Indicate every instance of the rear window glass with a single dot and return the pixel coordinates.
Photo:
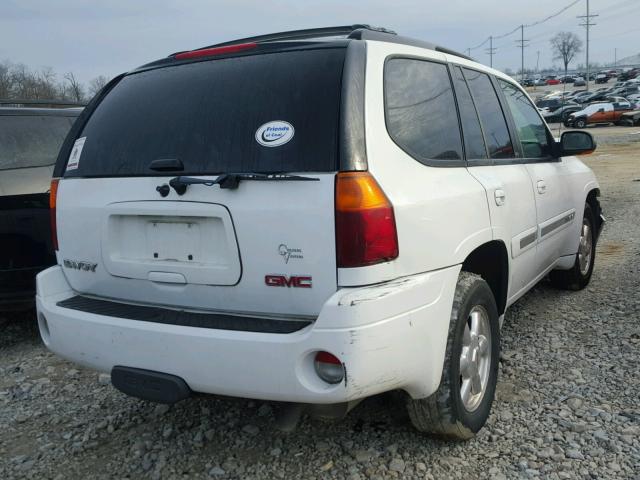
(209, 116)
(31, 140)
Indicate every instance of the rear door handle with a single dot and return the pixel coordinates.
(542, 186)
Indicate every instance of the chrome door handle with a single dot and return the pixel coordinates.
(542, 186)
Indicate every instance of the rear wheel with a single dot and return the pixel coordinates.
(579, 275)
(461, 405)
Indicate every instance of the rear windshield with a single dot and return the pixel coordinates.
(31, 140)
(275, 112)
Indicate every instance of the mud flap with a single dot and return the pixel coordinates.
(148, 385)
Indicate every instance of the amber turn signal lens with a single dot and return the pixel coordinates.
(365, 222)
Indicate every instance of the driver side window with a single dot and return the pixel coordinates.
(532, 130)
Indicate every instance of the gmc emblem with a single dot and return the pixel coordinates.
(294, 281)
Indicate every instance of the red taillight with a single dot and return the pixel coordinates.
(207, 52)
(365, 223)
(53, 194)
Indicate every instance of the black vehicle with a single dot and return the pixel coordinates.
(561, 114)
(29, 142)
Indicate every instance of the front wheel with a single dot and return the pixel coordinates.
(579, 275)
(461, 405)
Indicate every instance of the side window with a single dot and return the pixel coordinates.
(473, 140)
(531, 128)
(496, 133)
(420, 111)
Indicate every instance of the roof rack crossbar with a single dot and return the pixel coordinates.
(307, 34)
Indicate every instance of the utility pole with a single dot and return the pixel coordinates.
(522, 44)
(491, 51)
(587, 23)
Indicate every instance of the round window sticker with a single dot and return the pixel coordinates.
(274, 134)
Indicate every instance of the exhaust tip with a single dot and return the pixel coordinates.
(43, 326)
(329, 368)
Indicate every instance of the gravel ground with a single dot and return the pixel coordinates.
(567, 403)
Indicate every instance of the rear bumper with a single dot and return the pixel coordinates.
(17, 286)
(389, 336)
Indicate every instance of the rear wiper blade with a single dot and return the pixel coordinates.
(232, 180)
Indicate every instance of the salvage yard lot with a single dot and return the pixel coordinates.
(567, 402)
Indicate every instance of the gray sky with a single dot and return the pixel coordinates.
(92, 38)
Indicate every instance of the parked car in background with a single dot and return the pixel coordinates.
(598, 113)
(581, 97)
(559, 115)
(30, 139)
(375, 259)
(579, 82)
(630, 119)
(549, 104)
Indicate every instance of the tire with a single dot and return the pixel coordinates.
(579, 275)
(445, 413)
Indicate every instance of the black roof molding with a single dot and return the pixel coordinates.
(23, 101)
(392, 37)
(353, 32)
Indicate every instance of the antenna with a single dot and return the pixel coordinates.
(491, 51)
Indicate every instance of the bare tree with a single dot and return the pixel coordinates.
(565, 45)
(75, 88)
(96, 84)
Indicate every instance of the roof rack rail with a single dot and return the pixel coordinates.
(307, 34)
(24, 101)
(359, 31)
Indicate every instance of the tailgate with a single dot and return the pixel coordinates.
(265, 248)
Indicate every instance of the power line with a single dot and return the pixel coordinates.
(587, 23)
(521, 27)
(522, 43)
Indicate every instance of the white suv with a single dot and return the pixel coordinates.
(311, 217)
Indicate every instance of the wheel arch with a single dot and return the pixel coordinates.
(491, 261)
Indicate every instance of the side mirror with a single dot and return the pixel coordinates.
(576, 143)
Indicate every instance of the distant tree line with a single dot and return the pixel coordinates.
(21, 82)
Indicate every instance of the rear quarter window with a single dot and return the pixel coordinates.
(206, 114)
(420, 111)
(31, 140)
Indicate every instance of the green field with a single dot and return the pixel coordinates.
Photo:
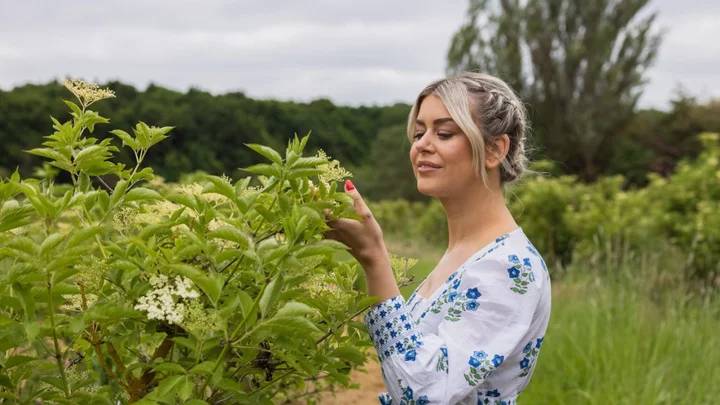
(625, 338)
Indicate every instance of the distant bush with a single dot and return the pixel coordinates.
(571, 221)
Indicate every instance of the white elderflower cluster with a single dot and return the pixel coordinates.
(198, 321)
(87, 93)
(320, 286)
(73, 302)
(331, 171)
(161, 302)
(196, 189)
(153, 213)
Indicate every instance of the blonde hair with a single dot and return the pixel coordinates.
(484, 107)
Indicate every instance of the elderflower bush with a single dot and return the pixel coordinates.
(124, 289)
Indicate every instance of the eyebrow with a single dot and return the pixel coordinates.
(437, 121)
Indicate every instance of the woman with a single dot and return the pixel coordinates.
(471, 332)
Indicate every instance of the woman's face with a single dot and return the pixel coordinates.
(441, 154)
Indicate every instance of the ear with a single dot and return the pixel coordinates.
(496, 150)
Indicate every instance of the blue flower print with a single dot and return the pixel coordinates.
(494, 393)
(442, 363)
(534, 251)
(528, 361)
(521, 274)
(473, 293)
(410, 355)
(481, 367)
(407, 393)
(385, 399)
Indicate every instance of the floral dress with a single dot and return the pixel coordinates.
(476, 340)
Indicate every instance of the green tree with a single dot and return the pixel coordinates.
(388, 173)
(581, 65)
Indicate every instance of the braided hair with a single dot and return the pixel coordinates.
(484, 107)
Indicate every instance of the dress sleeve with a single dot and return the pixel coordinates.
(486, 313)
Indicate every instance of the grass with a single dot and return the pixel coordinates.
(622, 331)
(610, 343)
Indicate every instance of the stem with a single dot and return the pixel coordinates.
(272, 382)
(58, 357)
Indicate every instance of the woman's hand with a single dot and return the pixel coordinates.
(364, 238)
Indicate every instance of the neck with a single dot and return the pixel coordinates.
(477, 217)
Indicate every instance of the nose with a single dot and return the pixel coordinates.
(424, 144)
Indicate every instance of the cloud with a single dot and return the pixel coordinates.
(353, 52)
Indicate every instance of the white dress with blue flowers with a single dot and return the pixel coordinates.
(476, 339)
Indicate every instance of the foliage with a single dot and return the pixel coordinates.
(158, 293)
(574, 222)
(210, 130)
(615, 337)
(580, 65)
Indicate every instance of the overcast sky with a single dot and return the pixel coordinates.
(371, 52)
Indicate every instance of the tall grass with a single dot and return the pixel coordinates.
(626, 328)
(629, 337)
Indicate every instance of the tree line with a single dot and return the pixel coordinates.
(580, 68)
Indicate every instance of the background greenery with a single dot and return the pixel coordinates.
(626, 208)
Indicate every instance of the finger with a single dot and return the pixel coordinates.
(360, 207)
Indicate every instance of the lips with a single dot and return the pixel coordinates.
(427, 164)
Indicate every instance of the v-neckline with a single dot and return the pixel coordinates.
(455, 273)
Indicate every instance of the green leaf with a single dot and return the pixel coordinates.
(349, 353)
(74, 107)
(245, 302)
(286, 326)
(308, 162)
(212, 286)
(13, 215)
(146, 402)
(325, 247)
(267, 152)
(264, 169)
(54, 381)
(185, 389)
(168, 368)
(293, 308)
(77, 236)
(14, 361)
(169, 384)
(118, 193)
(142, 194)
(27, 300)
(126, 138)
(271, 294)
(50, 243)
(232, 234)
(204, 368)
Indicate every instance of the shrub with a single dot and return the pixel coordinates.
(143, 292)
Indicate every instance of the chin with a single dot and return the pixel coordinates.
(429, 189)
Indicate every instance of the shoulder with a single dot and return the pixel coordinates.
(511, 265)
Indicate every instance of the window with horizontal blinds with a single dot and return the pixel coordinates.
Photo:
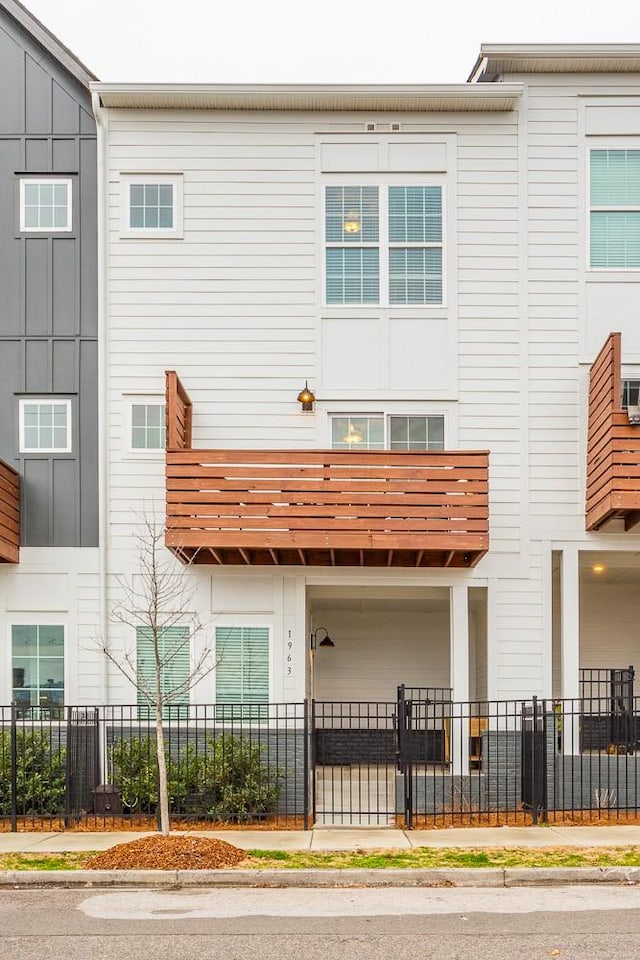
(242, 672)
(383, 245)
(615, 208)
(174, 650)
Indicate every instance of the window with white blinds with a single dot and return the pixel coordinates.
(383, 245)
(615, 208)
(174, 649)
(377, 432)
(242, 672)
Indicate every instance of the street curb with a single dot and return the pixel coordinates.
(392, 877)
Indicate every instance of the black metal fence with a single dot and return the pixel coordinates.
(237, 764)
(518, 761)
(413, 761)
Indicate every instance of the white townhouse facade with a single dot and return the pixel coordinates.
(363, 320)
(439, 266)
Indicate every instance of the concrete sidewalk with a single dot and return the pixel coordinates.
(343, 838)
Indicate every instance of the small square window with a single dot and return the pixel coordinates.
(152, 206)
(45, 205)
(148, 431)
(37, 662)
(45, 426)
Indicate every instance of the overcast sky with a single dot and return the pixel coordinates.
(302, 41)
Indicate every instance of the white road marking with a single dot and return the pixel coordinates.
(224, 903)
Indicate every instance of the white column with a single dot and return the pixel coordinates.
(570, 644)
(459, 652)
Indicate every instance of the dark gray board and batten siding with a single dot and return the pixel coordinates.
(48, 288)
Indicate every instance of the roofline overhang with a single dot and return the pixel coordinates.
(310, 97)
(49, 41)
(555, 58)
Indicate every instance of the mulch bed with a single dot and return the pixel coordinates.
(169, 853)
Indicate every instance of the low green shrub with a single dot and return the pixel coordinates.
(41, 774)
(226, 781)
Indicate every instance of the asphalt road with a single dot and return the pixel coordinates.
(568, 923)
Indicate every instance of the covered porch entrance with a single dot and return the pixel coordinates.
(430, 641)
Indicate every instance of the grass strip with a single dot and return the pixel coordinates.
(420, 857)
(430, 857)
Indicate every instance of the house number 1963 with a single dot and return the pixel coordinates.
(289, 657)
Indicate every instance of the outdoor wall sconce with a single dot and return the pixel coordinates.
(306, 397)
(352, 222)
(633, 412)
(326, 640)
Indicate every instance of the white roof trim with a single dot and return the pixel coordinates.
(497, 59)
(317, 97)
(39, 32)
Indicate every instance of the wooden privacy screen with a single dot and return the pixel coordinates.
(178, 413)
(9, 514)
(325, 507)
(613, 447)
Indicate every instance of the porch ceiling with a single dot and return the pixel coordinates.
(610, 566)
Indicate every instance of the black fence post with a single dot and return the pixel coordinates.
(68, 768)
(306, 774)
(14, 768)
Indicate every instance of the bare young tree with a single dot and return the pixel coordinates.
(155, 599)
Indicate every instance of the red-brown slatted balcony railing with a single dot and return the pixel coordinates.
(327, 507)
(613, 446)
(9, 514)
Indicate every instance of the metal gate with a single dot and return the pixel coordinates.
(354, 759)
(424, 760)
(365, 755)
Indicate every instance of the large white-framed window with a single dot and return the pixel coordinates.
(44, 425)
(38, 669)
(614, 208)
(379, 431)
(151, 205)
(147, 425)
(242, 672)
(174, 650)
(46, 205)
(384, 244)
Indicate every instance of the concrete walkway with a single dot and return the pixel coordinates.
(346, 839)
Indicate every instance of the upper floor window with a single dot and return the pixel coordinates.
(45, 205)
(615, 208)
(152, 205)
(383, 245)
(45, 426)
(630, 393)
(377, 432)
(37, 663)
(148, 428)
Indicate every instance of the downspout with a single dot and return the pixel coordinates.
(103, 472)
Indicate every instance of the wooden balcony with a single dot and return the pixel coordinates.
(322, 507)
(9, 514)
(613, 447)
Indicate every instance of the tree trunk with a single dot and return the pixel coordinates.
(163, 791)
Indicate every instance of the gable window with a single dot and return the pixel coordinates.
(242, 672)
(377, 432)
(37, 667)
(148, 428)
(174, 649)
(384, 245)
(45, 426)
(615, 208)
(630, 393)
(45, 205)
(152, 205)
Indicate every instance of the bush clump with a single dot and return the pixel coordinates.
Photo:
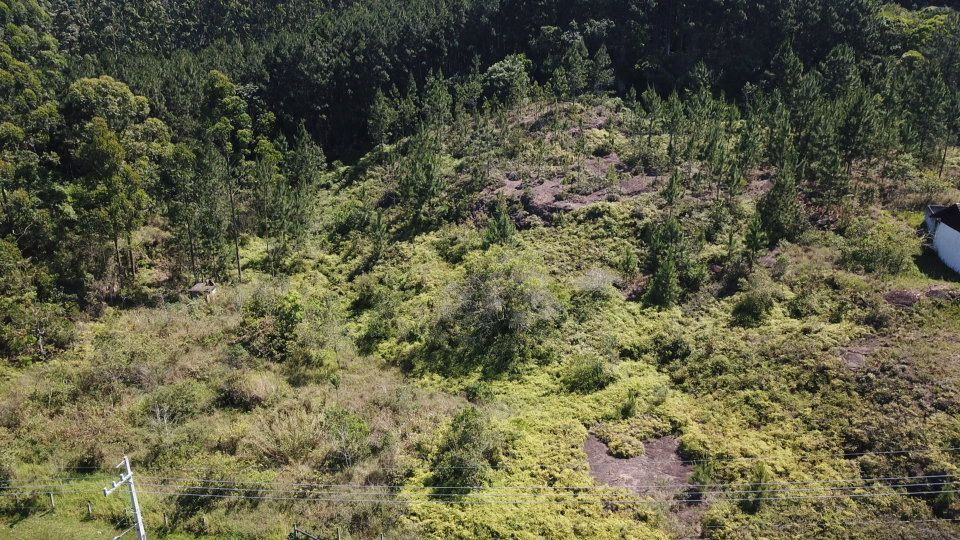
(248, 390)
(270, 324)
(178, 402)
(468, 452)
(588, 373)
(879, 246)
(497, 315)
(756, 301)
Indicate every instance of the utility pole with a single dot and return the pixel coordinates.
(127, 478)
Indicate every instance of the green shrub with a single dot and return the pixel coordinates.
(588, 373)
(349, 435)
(251, 389)
(177, 402)
(469, 450)
(479, 392)
(269, 326)
(497, 315)
(287, 436)
(629, 407)
(759, 488)
(880, 246)
(755, 302)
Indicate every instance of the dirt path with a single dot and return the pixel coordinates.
(659, 473)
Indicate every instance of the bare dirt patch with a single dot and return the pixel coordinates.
(902, 298)
(659, 473)
(858, 353)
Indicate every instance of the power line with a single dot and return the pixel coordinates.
(127, 479)
(251, 486)
(572, 488)
(847, 455)
(402, 497)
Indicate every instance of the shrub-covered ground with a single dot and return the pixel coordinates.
(473, 302)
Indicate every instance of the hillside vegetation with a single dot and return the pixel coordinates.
(484, 270)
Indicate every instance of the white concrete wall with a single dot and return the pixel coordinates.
(947, 244)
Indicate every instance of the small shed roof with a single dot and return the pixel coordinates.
(949, 216)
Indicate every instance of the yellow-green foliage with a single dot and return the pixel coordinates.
(351, 370)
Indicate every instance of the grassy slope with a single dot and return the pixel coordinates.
(778, 392)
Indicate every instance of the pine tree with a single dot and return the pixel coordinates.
(780, 211)
(576, 64)
(437, 101)
(500, 227)
(755, 241)
(602, 72)
(383, 118)
(664, 288)
(672, 193)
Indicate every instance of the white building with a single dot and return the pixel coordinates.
(943, 224)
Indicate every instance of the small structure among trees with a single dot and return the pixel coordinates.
(943, 224)
(204, 289)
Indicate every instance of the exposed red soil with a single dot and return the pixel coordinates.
(902, 298)
(858, 353)
(659, 473)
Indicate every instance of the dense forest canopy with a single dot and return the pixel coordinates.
(455, 238)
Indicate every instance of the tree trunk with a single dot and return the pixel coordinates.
(132, 262)
(193, 254)
(236, 234)
(119, 258)
(943, 160)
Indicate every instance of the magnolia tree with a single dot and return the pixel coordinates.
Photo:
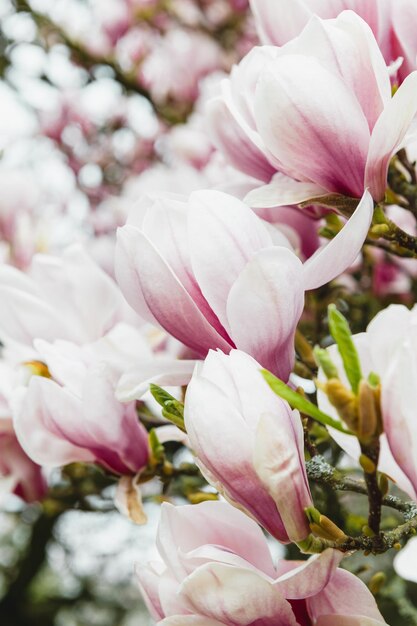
(243, 350)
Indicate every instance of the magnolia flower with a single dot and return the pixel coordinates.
(315, 116)
(18, 473)
(229, 407)
(216, 276)
(403, 23)
(216, 570)
(389, 349)
(67, 297)
(57, 425)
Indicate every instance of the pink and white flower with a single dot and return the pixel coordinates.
(216, 276)
(249, 443)
(216, 570)
(315, 116)
(388, 348)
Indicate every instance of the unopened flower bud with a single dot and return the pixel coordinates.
(344, 401)
(367, 412)
(376, 583)
(383, 484)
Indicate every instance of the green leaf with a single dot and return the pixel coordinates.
(157, 449)
(340, 331)
(297, 401)
(172, 409)
(324, 360)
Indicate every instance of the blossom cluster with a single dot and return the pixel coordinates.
(293, 181)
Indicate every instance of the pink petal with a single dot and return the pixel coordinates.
(229, 458)
(280, 466)
(162, 371)
(232, 141)
(264, 306)
(189, 620)
(311, 122)
(236, 596)
(399, 394)
(388, 135)
(283, 191)
(128, 242)
(159, 289)
(185, 529)
(311, 577)
(347, 47)
(45, 410)
(347, 620)
(222, 227)
(335, 257)
(345, 594)
(148, 578)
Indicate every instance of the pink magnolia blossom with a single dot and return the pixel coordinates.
(403, 25)
(249, 443)
(315, 116)
(216, 570)
(216, 276)
(388, 348)
(57, 426)
(18, 473)
(67, 297)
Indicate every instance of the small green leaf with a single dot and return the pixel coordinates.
(325, 362)
(297, 401)
(172, 409)
(340, 331)
(157, 449)
(373, 379)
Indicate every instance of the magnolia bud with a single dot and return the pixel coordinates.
(344, 401)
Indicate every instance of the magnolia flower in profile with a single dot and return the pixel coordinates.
(403, 25)
(216, 570)
(229, 406)
(18, 473)
(217, 276)
(315, 116)
(58, 424)
(388, 348)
* * *
**YOUR INSTRUCTIONS:** Reproduce the final stretch of the data above: every line from the one holding "Indicate every instance of the magnolia flower with" through the end, inclusive, exactly as written and nothing else.

**ANSWER TO THIS EXERCISE:**
Indicate every instance of the magnolia flower with a single dot and return the pixel coordinates.
(315, 116)
(18, 473)
(229, 407)
(216, 276)
(403, 23)
(216, 570)
(389, 349)
(67, 297)
(57, 425)
Indicate every instance of the pink and white flower with a single dot and return the pixel coordinates.
(216, 276)
(249, 443)
(216, 570)
(315, 116)
(388, 348)
Indicate every instance of the unopened flower bud with a single dot and return the pixel coordinates.
(344, 401)
(367, 412)
(376, 583)
(383, 484)
Indicate every instance of the green leaf with a single dot and return the pixel coordinates.
(157, 449)
(340, 331)
(297, 401)
(172, 409)
(324, 360)
Indicate every instance of the blossom cluster with a single dot and return the pixel coordinates.
(293, 181)
Indicate every instance of the pink petal with a single dot and return the pixel coordinates.
(229, 458)
(280, 466)
(162, 371)
(232, 141)
(264, 306)
(189, 620)
(311, 122)
(236, 596)
(399, 394)
(388, 135)
(283, 191)
(128, 242)
(159, 289)
(185, 529)
(311, 577)
(347, 47)
(45, 410)
(347, 620)
(222, 227)
(335, 257)
(345, 594)
(148, 578)
Indicate every instance of the pink magnolia blossom with a single dot and return the pixel coordinates.
(403, 25)
(249, 443)
(315, 116)
(216, 570)
(216, 276)
(388, 348)
(57, 426)
(18, 473)
(67, 297)
Indicate every instance of the small green leaf with a single dot and return the pixel coordinates.
(325, 362)
(297, 401)
(172, 409)
(340, 331)
(157, 449)
(373, 379)
Indicate every instance of the magnolia bud with a single dot and return the pixel coordinates.
(344, 401)
Indicate every instance of the magnolia flower in profile with a single dot and return the pixel coordinates.
(403, 25)
(216, 570)
(229, 406)
(18, 473)
(217, 276)
(315, 116)
(58, 424)
(388, 348)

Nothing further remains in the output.